TO BE DONE:
Answer these about the MongoDB post below:
(a) What carrier value and flight number does the first document hold?
(b) Besides overlapping dates, which two fields must documents share to count as a match?
(c) Which date appears in the dates array of both example documents?

DOCUMENT SECTION:
* * * *

Using the aggregation framework to compare array element overlap - mongodb

I have a collections with documents structured like below:
{
carrier: "abc",
flightNumber: 123,
dates: [
ISODate("2015-01-01T00:00:00Z"),
ISODate("2015-01-02T00:00:00Z"),
ISODate("2015-01-03T00:00:00Z")
]
}
I would like to search the collection to see if there are any documents with the same carrier and flightNumber that also have dates in the dates array that over lap. For example:
{
carrier: "abc",
flightNumber: 123,
dates: [
ISODate("2015-01-01T00:00:00Z"),
ISODate("2015-01-02T00:00:00Z"),
ISODate("2015-01-03T00:00:00Z")
]
},
{
carrier: "abc",
flightNumber: 123,
dates: [
ISODate("2015-01-03T00:00:00Z"),
ISODate("2015-01-04T00:00:00Z"),
ISODate("2015-01-05T00:00:00Z")

* * * *

MATERIAL PROVIDED:
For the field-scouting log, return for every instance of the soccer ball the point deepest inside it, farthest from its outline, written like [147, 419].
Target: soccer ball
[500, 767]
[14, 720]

* * * *

EXERCISE RESPONSE:
(a) The carrier is "abc" and the flight number is 123.
(b) carrier and flightNumber.
(c) ISODate("2015-01-03T00:00:00Z").